» What this exercise asks:
(1) List each distinct username that posted in the turkey thread, naming each one once.
(2) Rewrite the rows as a numbered list, covering everything from the start of the rows down to the line containing "(1314, 323)". Leave out blank lines and the pictures.

» Text to read:
# New turkeys and I'm MAD



## luvmyherd (Apr 9, 2011)

:veryangry:
We bought 3 little Royal Palm poults last fall. We ended up with two Toms and a hen. When they matured the Toms just kept showing off for each other and the hen was laying infertile eggs. We finally decided to eat the smaller one and that did the trick. Franklin started paying attention to Betsy.
I have had this trip to Seattle planned for months and had no say over when Betsy would decide to set her eggs. I did not write down the date but knew she was close and checked for peeping every day up until I left.
I left Thursday morning and still nothing. This afternoon I got a picture text from my hubby showing a little fur ball poking its head out from under Mama. She was protective enough before but he says he took his life into his hands getting that pic.:slapfloor:
Of course I am thrilled that we successfully bred turkeys for the first time. I just am so upset at the timing. They will be almost 2 weeks old before I get to see them.


----------



## COgoatLover25 (Dec 23, 2013)

Oh my gosh! I'm so glad this post wasn't what I thought it was!! I thought for sure you were gonna say you left them with somebody and they were dead til I finally got to the end! Anyways, congrats and the new lil ones


----------



## luvmyherd (Apr 9, 2011)

Oh no! I did not mean to make it sound like that. I was just being a little facetious. I am glad we live in the age of websites and picture mail.


----------



## Trickyroo (Sep 26, 2012)

Well , you got a meal , a happy hen , a tiny baby out of it , lol.
Hope you get to see the baby soon , congratulations


----------



## luvmyherd (Apr 9, 2011)

Hubby texted me that at 7PM he could see four. That was without disturbing the nest. I believe she was setting 9.


----------



## luvmyherd (Apr 9, 2011)

There are 8 for sure!!!! The pictures are so adorable. I so wish I was there to play with them. (As if overprotective Mama would let me.) I am going to be camping for 4 days and out of tech reach. Hopefully they will be okay when I can check in again.


----------



## Trickyroo (Sep 26, 2012)

Yay , more fun when you get home  
Enjoy your camping !
You've got to share pictures when you get home 
I've always wanted a Tom , maybe one day.


----------



## luvmyherd (Apr 9, 2011)

9 as of this morning. Momma still being broody and super protective. Hubby took down one side of the nesting box hoping she will lead them out to food and water today. As soon as he did it they ran out for water. I was happy they figured that out as it has been hot down there. I know they can go days before the hen decides they should venture out but in the heat I did not want them dead of dehydration.
I will post pix as soon as I am home. I am afraid the DH is technology challenged. He would panic if I asked him to try.


----------



## Karen (Jun 22, 2010)

Aww, so sad for you, but at east someone is there taking pictures, right?


----------



## luvmyherd (Apr 9, 2011)

Yeah, he can take pictures okay. He just would not have a clue as to how to post them.
I just can't believe it worked out so that they hatched just 2 days after I left. Our very first home born turkeys.:hair: But I am happy they seem to be doing so well.


----------



## rachelseden (Dec 8, 2013)

Congratulations!


----------



## luvmyherd (Apr 9, 2011)

Last call from my husband says all 10 are still alive and both mama and daddy follow them when they venture out. Too Cute!


----------



## happybleats (Sep 12, 2010)

congrats...cant wait to see pix


----------



## luvmyherd (Apr 9, 2011)

I finally got to see them today. They are so precious. It is a riot how Mama and Daddy both protect those babies. I will post pix tomorrow.


----------

» Listed records:
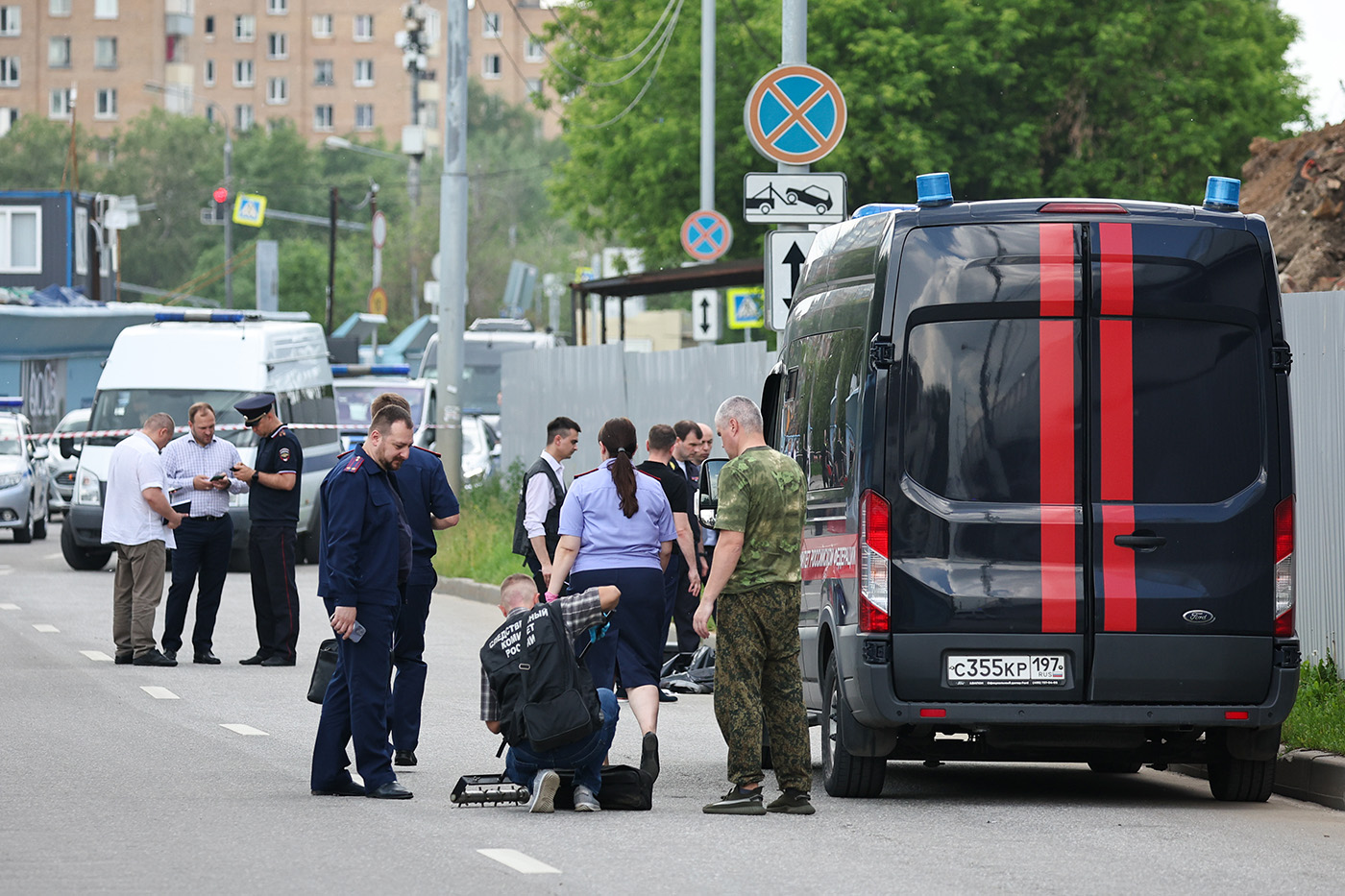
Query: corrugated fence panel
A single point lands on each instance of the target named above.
(592, 383)
(1314, 325)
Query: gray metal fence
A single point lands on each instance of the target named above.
(591, 383)
(1314, 323)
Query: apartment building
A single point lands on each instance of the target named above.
(329, 66)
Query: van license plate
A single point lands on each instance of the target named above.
(990, 668)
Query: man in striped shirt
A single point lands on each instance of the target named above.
(197, 469)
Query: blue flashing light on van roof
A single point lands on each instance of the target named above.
(881, 208)
(1221, 194)
(934, 188)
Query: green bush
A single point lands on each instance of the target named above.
(481, 545)
(1318, 717)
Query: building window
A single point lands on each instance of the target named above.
(105, 53)
(20, 240)
(60, 104)
(107, 104)
(58, 53)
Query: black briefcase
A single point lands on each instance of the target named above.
(323, 670)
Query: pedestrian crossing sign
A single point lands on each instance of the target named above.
(746, 307)
(249, 208)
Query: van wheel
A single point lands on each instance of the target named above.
(843, 772)
(78, 557)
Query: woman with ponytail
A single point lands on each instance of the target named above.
(616, 529)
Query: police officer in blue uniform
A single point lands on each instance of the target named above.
(430, 505)
(273, 517)
(363, 567)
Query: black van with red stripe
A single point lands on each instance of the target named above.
(1051, 487)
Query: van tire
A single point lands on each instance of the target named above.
(843, 772)
(81, 557)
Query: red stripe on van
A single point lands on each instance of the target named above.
(1118, 269)
(1118, 569)
(1059, 583)
(1058, 269)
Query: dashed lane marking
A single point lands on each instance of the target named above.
(159, 693)
(521, 862)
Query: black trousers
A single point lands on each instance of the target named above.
(202, 553)
(271, 549)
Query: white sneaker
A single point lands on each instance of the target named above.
(544, 791)
(584, 801)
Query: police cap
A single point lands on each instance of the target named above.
(256, 406)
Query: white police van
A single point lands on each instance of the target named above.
(219, 358)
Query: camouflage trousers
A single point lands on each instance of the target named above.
(757, 681)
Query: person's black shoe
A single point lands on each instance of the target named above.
(152, 658)
(649, 755)
(345, 788)
(392, 790)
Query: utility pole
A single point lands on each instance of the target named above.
(452, 244)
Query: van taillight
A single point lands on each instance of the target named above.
(1284, 568)
(874, 525)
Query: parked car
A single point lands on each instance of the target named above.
(23, 475)
(62, 470)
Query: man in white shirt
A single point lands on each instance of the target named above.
(138, 521)
(537, 522)
(198, 476)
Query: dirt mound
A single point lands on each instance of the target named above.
(1298, 186)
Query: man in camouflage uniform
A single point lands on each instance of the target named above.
(756, 658)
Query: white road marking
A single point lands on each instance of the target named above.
(521, 862)
(159, 693)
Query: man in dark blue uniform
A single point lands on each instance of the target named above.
(363, 567)
(430, 505)
(273, 516)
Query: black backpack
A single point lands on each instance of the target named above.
(547, 697)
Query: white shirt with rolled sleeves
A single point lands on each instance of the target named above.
(608, 540)
(127, 517)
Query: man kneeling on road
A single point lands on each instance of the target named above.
(541, 698)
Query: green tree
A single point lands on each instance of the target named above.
(1013, 97)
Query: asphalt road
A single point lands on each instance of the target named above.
(110, 788)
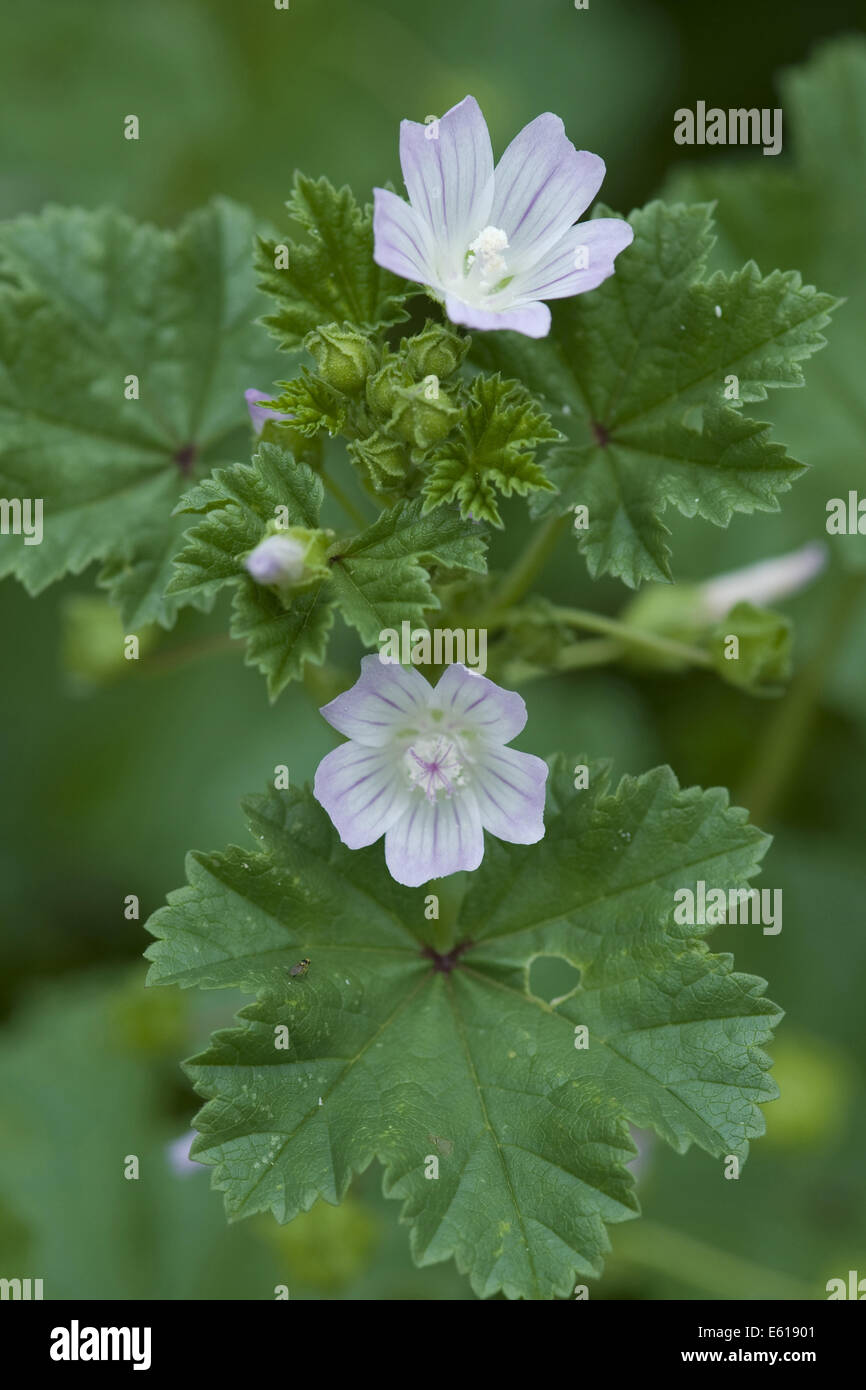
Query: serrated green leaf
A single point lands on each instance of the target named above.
(239, 503)
(99, 299)
(331, 278)
(280, 640)
(635, 374)
(381, 1044)
(491, 451)
(811, 211)
(381, 576)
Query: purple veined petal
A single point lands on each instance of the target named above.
(533, 320)
(560, 274)
(449, 180)
(363, 790)
(384, 699)
(481, 705)
(542, 185)
(260, 413)
(435, 838)
(510, 791)
(402, 238)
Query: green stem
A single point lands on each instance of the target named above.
(519, 578)
(783, 745)
(694, 1262)
(623, 634)
(633, 635)
(595, 651)
(346, 503)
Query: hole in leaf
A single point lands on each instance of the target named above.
(551, 977)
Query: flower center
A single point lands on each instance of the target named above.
(434, 766)
(485, 255)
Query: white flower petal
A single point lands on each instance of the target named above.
(435, 838)
(384, 699)
(531, 320)
(363, 790)
(510, 791)
(556, 277)
(402, 239)
(470, 699)
(542, 185)
(449, 180)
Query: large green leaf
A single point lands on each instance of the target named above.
(402, 1054)
(635, 375)
(97, 299)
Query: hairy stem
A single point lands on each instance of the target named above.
(530, 563)
(784, 741)
(705, 1266)
(345, 502)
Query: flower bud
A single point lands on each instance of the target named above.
(384, 387)
(259, 414)
(421, 417)
(289, 559)
(435, 352)
(344, 357)
(278, 559)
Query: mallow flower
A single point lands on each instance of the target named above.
(494, 243)
(260, 413)
(428, 767)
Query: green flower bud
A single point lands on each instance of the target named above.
(385, 459)
(435, 352)
(344, 356)
(384, 388)
(423, 416)
(289, 559)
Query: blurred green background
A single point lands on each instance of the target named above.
(106, 783)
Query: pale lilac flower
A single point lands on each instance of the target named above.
(494, 243)
(278, 559)
(765, 581)
(260, 413)
(428, 769)
(178, 1157)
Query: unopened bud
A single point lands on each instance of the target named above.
(344, 357)
(260, 413)
(435, 352)
(384, 388)
(278, 559)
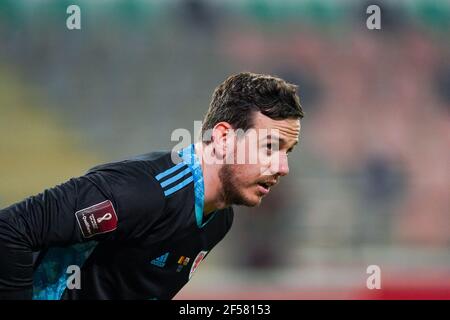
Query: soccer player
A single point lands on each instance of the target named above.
(139, 228)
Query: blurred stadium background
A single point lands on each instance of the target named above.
(369, 185)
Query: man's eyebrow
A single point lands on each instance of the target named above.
(282, 141)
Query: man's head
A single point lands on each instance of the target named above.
(253, 122)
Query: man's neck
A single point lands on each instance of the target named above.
(213, 198)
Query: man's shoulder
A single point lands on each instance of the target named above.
(150, 163)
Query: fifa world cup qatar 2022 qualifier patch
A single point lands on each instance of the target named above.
(97, 219)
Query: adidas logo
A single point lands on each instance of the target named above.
(160, 261)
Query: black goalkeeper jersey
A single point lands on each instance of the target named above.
(132, 229)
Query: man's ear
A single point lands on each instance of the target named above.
(221, 135)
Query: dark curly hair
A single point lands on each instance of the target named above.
(242, 94)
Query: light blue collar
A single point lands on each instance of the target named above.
(190, 158)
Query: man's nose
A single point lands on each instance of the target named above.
(281, 166)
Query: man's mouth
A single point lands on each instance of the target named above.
(264, 187)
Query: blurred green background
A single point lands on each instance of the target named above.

» Task-by-task solutions:
(1) luvmyherd, COgoatLover25, Trickyroo, Karen, rachelseden, happybleats

(2)
1. Query: corrugated fence panel
2. A single point lands on each instance of the target named above.
3. (592, 383)
4. (1314, 325)
5. Query: gray metal fence
6. A single point lands on each instance of the target named above.
7. (591, 383)
8. (1314, 323)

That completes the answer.